═══ Data to process
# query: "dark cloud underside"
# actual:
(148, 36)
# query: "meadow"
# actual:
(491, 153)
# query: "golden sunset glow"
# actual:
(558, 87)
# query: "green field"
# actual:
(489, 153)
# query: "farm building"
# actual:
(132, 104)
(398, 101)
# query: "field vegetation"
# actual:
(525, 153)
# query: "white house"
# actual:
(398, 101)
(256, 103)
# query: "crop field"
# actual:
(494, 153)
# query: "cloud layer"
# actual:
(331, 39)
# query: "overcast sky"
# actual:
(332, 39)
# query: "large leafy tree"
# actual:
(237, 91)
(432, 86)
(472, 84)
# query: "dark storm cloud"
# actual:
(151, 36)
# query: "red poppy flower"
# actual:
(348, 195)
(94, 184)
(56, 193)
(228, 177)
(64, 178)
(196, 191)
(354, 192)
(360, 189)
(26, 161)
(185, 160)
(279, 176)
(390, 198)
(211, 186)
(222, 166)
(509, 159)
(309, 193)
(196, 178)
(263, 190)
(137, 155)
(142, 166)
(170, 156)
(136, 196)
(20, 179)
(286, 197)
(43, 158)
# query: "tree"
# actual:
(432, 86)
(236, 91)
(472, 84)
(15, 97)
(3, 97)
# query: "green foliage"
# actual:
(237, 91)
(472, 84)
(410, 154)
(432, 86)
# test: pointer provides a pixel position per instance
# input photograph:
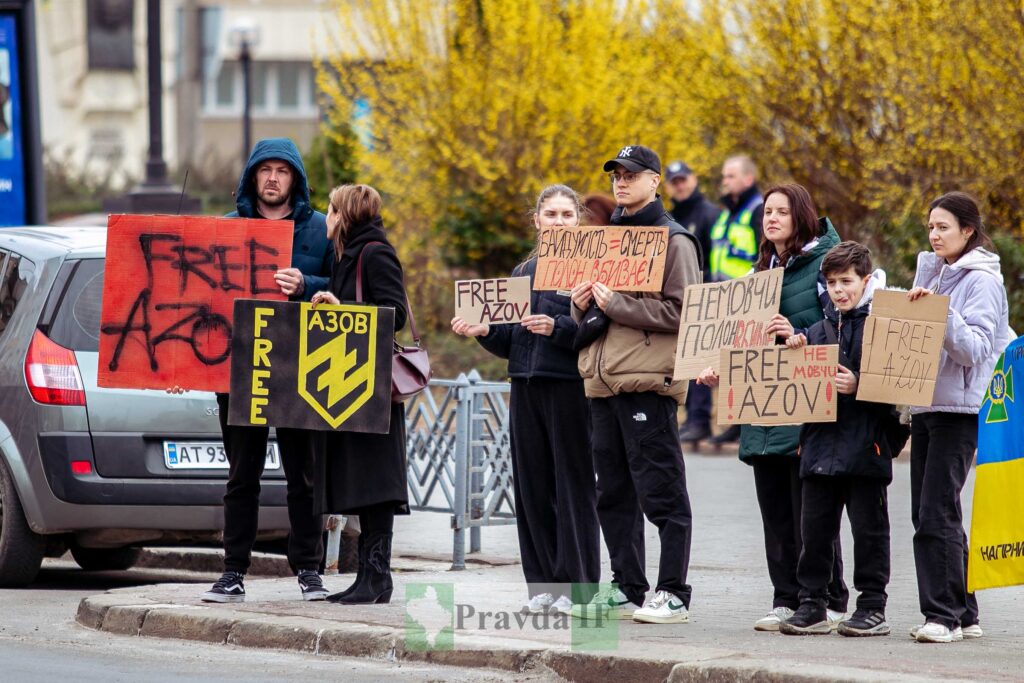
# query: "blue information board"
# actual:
(12, 189)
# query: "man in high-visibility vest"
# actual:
(735, 236)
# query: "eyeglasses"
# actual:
(627, 178)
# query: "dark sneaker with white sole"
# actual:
(809, 620)
(311, 586)
(864, 623)
(229, 588)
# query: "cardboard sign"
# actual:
(729, 314)
(169, 288)
(775, 385)
(627, 259)
(902, 343)
(492, 301)
(327, 368)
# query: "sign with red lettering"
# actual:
(627, 259)
(729, 314)
(902, 347)
(169, 290)
(775, 385)
(493, 301)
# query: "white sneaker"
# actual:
(540, 603)
(771, 621)
(561, 606)
(609, 603)
(835, 617)
(665, 607)
(936, 633)
(972, 632)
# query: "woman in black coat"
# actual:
(552, 466)
(365, 474)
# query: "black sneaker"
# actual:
(229, 588)
(864, 623)
(808, 621)
(311, 586)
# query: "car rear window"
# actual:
(76, 319)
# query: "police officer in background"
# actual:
(735, 236)
(692, 210)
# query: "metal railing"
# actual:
(457, 442)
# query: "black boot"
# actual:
(358, 572)
(374, 585)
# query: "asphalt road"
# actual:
(40, 642)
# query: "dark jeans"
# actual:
(553, 476)
(698, 404)
(776, 479)
(246, 449)
(640, 472)
(866, 504)
(942, 446)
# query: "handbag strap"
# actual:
(358, 290)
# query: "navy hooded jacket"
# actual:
(312, 253)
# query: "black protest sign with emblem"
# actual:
(327, 368)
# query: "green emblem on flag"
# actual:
(1000, 389)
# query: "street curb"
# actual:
(141, 616)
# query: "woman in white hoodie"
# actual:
(944, 435)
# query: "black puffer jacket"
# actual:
(537, 355)
(854, 444)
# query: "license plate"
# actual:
(209, 456)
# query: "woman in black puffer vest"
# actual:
(552, 466)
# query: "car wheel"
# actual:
(100, 559)
(22, 549)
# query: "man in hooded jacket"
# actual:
(273, 185)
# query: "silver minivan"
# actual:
(96, 471)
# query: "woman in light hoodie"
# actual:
(944, 435)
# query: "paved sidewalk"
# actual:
(730, 591)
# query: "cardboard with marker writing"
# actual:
(902, 347)
(729, 314)
(493, 301)
(169, 289)
(775, 385)
(327, 368)
(625, 258)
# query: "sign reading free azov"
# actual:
(327, 368)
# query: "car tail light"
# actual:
(51, 373)
(81, 467)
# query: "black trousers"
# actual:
(866, 503)
(776, 479)
(553, 478)
(698, 404)
(246, 450)
(640, 472)
(942, 446)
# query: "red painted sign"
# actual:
(169, 291)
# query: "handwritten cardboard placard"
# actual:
(627, 259)
(492, 301)
(169, 288)
(327, 368)
(902, 344)
(775, 385)
(729, 314)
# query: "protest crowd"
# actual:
(596, 390)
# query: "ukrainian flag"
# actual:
(996, 532)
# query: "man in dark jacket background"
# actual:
(692, 210)
(273, 185)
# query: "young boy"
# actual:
(845, 463)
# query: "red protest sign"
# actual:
(169, 291)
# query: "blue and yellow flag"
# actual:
(996, 528)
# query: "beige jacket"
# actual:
(638, 350)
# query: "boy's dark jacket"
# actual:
(854, 444)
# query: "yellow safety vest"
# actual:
(733, 246)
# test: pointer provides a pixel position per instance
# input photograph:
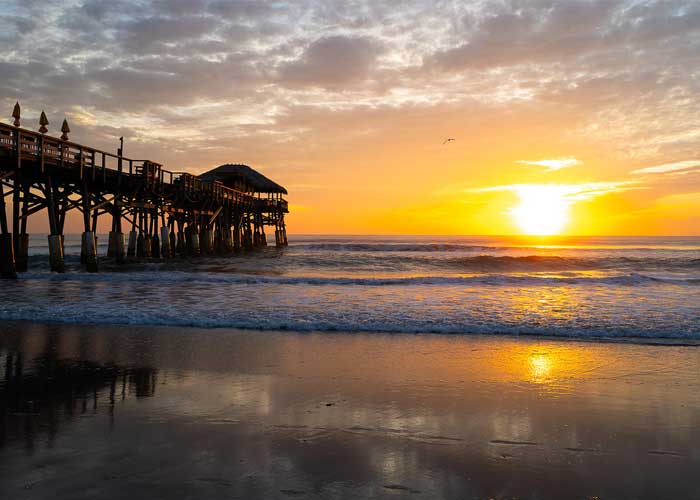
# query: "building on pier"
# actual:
(167, 213)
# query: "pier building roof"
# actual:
(242, 177)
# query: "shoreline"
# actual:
(625, 340)
(159, 412)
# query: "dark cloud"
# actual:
(631, 65)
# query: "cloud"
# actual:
(570, 192)
(553, 164)
(332, 62)
(679, 167)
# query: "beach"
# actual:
(111, 411)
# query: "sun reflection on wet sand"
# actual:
(540, 367)
(369, 414)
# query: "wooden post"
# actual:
(7, 255)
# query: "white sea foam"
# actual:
(637, 289)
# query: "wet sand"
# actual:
(162, 412)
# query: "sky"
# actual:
(592, 105)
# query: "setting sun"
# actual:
(543, 210)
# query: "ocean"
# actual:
(586, 287)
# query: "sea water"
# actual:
(574, 287)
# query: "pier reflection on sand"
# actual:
(162, 413)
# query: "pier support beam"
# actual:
(56, 261)
(7, 256)
(165, 249)
(226, 240)
(116, 246)
(236, 238)
(131, 250)
(88, 251)
(207, 241)
(21, 248)
(192, 242)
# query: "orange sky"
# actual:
(348, 104)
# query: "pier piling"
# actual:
(221, 211)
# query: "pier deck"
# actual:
(168, 214)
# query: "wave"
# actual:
(630, 279)
(460, 247)
(348, 325)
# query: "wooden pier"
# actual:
(155, 213)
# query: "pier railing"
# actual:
(27, 145)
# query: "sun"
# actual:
(543, 209)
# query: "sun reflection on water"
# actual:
(540, 367)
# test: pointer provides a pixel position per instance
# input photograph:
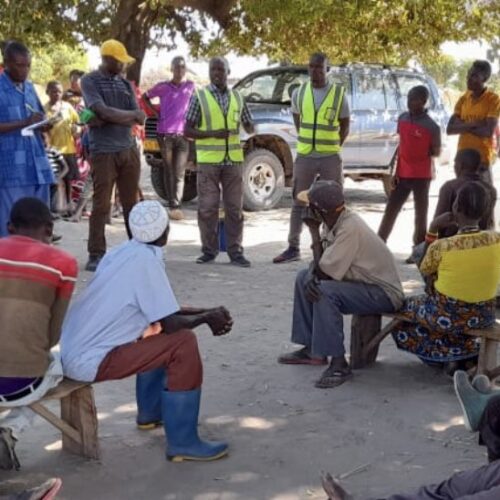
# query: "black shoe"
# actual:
(93, 262)
(240, 261)
(205, 258)
(289, 255)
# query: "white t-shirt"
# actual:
(130, 290)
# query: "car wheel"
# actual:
(157, 180)
(263, 180)
(190, 191)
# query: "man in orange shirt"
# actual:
(476, 117)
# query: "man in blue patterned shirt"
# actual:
(24, 168)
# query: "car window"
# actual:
(369, 92)
(407, 82)
(276, 87)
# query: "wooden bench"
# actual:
(367, 334)
(78, 420)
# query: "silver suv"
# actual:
(377, 96)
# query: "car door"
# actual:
(374, 117)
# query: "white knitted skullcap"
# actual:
(148, 221)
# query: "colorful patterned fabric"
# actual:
(22, 159)
(467, 265)
(436, 326)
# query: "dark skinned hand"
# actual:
(219, 321)
(313, 293)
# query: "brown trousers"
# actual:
(122, 168)
(176, 352)
(210, 180)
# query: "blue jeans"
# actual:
(9, 195)
(320, 325)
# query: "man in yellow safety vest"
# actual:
(321, 116)
(213, 119)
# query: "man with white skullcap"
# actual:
(353, 272)
(127, 321)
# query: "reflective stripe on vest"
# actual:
(212, 150)
(319, 130)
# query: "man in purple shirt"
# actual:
(174, 100)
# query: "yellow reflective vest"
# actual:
(319, 130)
(212, 150)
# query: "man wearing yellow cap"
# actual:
(114, 157)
══════
Every line of the data should be copied as it stands, without the images.

# query: "dark cloud underside"
# actual:
(148, 36)
# query: "meadow"
# actual:
(491, 153)
# query: "golden sunset glow"
# actual:
(558, 87)
# query: "green field"
# actual:
(489, 153)
# query: "farm building"
# actual:
(132, 104)
(398, 101)
# query: "field vegetation"
# actual:
(525, 153)
# query: "white house"
# actual:
(398, 101)
(256, 103)
# query: "crop field"
# actual:
(494, 153)
# query: "cloud layer"
# actual:
(331, 39)
# query: "overcast sky"
# actual:
(332, 39)
# query: "large leafy tree"
# actual:
(237, 91)
(432, 86)
(472, 84)
# query: "dark storm cloud"
# actual:
(151, 36)
# query: "red poppy flower"
# actual:
(348, 195)
(94, 184)
(56, 193)
(228, 177)
(64, 178)
(196, 191)
(354, 192)
(360, 189)
(26, 161)
(185, 160)
(279, 176)
(390, 198)
(211, 186)
(222, 166)
(509, 159)
(309, 193)
(196, 178)
(263, 190)
(137, 155)
(142, 166)
(170, 156)
(136, 196)
(20, 179)
(286, 197)
(43, 158)
# query: "tree"
# actual:
(432, 86)
(236, 91)
(472, 84)
(15, 97)
(3, 97)
# query: "green foliage"
# actual:
(237, 91)
(472, 84)
(410, 154)
(432, 86)
# test: pointer provides a pixel position per instance
# input photograph:
# query: "blue information board"
# actual:
(12, 189)
# query: "man in high-visibility vest"
# actual:
(735, 236)
# query: "eyeglasses"
# actual:
(627, 178)
# query: "dark sneaker with white sole"
# actual:
(809, 620)
(311, 586)
(864, 623)
(229, 588)
# query: "cardboard sign"
# actual:
(729, 314)
(169, 288)
(775, 385)
(627, 259)
(902, 343)
(492, 301)
(327, 368)
# query: "sign with red lettering"
# actual:
(627, 259)
(729, 314)
(902, 347)
(169, 290)
(775, 385)
(493, 301)
# query: "white sneaker"
# actual:
(540, 603)
(771, 621)
(561, 606)
(609, 603)
(835, 617)
(665, 607)
(936, 633)
(972, 632)
# query: "woman in black coat"
# actual:
(552, 466)
(365, 474)
# query: "black sneaker"
# actual:
(229, 588)
(864, 623)
(808, 621)
(311, 586)
# query: "car rear window"
# actual:
(76, 319)
# query: "police officer in background"
# actual:
(735, 236)
(692, 210)
# query: "metal railing"
# actual:
(457, 442)
# query: "black boot"
# actual:
(358, 572)
(374, 585)
# query: "asphalt road"
# actual:
(40, 642)
# query: "dark jeans"
# actual:
(553, 476)
(698, 404)
(776, 479)
(246, 449)
(640, 472)
(866, 504)
(942, 446)
# query: "handbag strap"
# actual:
(358, 290)
# query: "navy hooded jacket"
# actual:
(312, 253)
# query: "black protest sign with emblem"
# actual:
(327, 368)
# query: "green emblem on flag"
# actual:
(1000, 389)
# query: "street curb"
# actual:
(141, 616)
# query: "woman in white hoodie"
# actual:
(944, 435)
# query: "black puffer jacket"
# actual:
(537, 355)
(854, 444)
# query: "license plate"
# actual:
(209, 456)
# query: "woman in black puffer vest"
# actual:
(552, 466)
# query: "car wheel"
# actual:
(100, 559)
(22, 549)
# query: "man in hooded jacket"
# actual:
(273, 185)
# query: "silver minivan"
# actual:
(96, 471)
# query: "woman in light hoodie"
# actual:
(944, 435)
# query: "paved sidewalk"
# actual:
(730, 591)
# query: "cardboard with marker writing"
# actual:
(902, 347)
(729, 314)
(493, 301)
(169, 289)
(775, 385)
(327, 368)
(625, 258)
# query: "sign reading free azov"
# actual:
(327, 368)
# query: "car tail light"
# actual:
(51, 373)
(81, 467)
# query: "black trousers"
# actual:
(866, 503)
(776, 479)
(553, 478)
(698, 404)
(246, 450)
(640, 472)
(942, 446)
# query: "red painted sign"
# actual:
(169, 291)
# query: "handwritten cardboard placard"
# actual:
(627, 259)
(492, 301)
(169, 288)
(327, 368)
(902, 344)
(775, 385)
(729, 314)
# query: "protest crowd"
# actual:
(596, 390)
# query: "ukrainian flag"
# actual:
(996, 532)
# query: "man in dark jacket background"
# actual:
(692, 210)
(273, 185)
# query: "young boy"
# actual:
(845, 463)
# query: "red protest sign"
# actual:
(169, 291)
# query: "blue and yellow flag"
# actual:
(996, 528)
# query: "beige jacket"
# actual:
(638, 350)
# query: "boy's dark jacket"
# actual:
(854, 444)
# query: "yellow safety vest"
# actual:
(733, 246)
# test: pointer provides a pixel position per instance
# input photograph:
# query: "building on pier"
# actual:
(167, 213)
# query: "pier building roof"
# actual:
(242, 177)
# query: "shoreline"
# actual:
(625, 340)
(159, 412)
# query: "dark cloud"
# actual:
(631, 65)
# query: "cloud"
# actual:
(570, 192)
(553, 164)
(332, 62)
(679, 167)
# query: "beach"
# actual:
(111, 411)
# query: "sun reflection on wet sand"
# actual:
(540, 367)
(369, 414)
# query: "wooden post"
# actual:
(7, 255)
# query: "white sea foam"
# actual:
(637, 289)
# query: "wet sand"
# actual:
(162, 412)
# query: "sky"
# actual:
(592, 105)
# query: "setting sun"
# actual:
(543, 210)
# query: "ocean"
# actual:
(586, 287)
# query: "sea water"
# actual:
(574, 287)
# query: "pier reflection on sand"
# actual:
(162, 413)
# query: "pier support beam"
# actual:
(56, 261)
(7, 256)
(165, 249)
(226, 240)
(116, 246)
(236, 238)
(131, 250)
(88, 251)
(207, 241)
(21, 248)
(192, 242)
# query: "orange sky"
# actual:
(348, 104)
# query: "pier piling"
# actual:
(221, 211)
# query: "pier deck"
# actual:
(168, 214)
# query: "wave"
# actual:
(630, 279)
(460, 247)
(348, 325)
# query: "wooden pier"
# actual:
(155, 213)
# query: "pier railing"
# actual:
(27, 145)
# query: "sun"
# actual:
(543, 209)
# query: "sun reflection on water"
# actual:
(540, 367)
# test: pointer provides a pixel position per instance
# input photograph:
# query: "black shoe"
# actual:
(93, 262)
(240, 261)
(205, 258)
(289, 255)
# query: "white t-shirt"
# actual:
(130, 290)
# query: "car wheel"
# actual:
(157, 180)
(263, 180)
(190, 191)
# query: "man in orange shirt"
# actual:
(476, 117)
# query: "man in blue patterned shirt"
# actual:
(24, 168)
# query: "car window"
# actual:
(369, 92)
(407, 82)
(276, 87)
# query: "wooden bench"
# actual:
(367, 334)
(78, 420)
# query: "silver suv"
# actual:
(377, 96)
# query: "car door"
# actual:
(374, 117)
# query: "white knitted skullcap"
# actual:
(148, 221)
# query: "colorful patterned fabric"
# actual:
(22, 159)
(467, 265)
(436, 326)
# query: "dark skinned hand"
# actual:
(219, 321)
(313, 293)
# query: "brown trousers"
# actual:
(122, 168)
(176, 352)
(210, 180)
# query: "blue jeans"
# actual:
(9, 195)
(320, 325)
# query: "man in yellow safety vest"
# actual:
(321, 116)
(213, 119)
# query: "man with white skullcap"
# actual:
(353, 272)
(127, 321)
# query: "reflective stripe on vest"
# actual:
(212, 150)
(319, 130)
# query: "man in purple shirt"
# actual:
(174, 100)
# query: "yellow reflective vest"
# actual:
(319, 130)
(212, 150)
# query: "man wearing yellow cap"
# actual:
(114, 157)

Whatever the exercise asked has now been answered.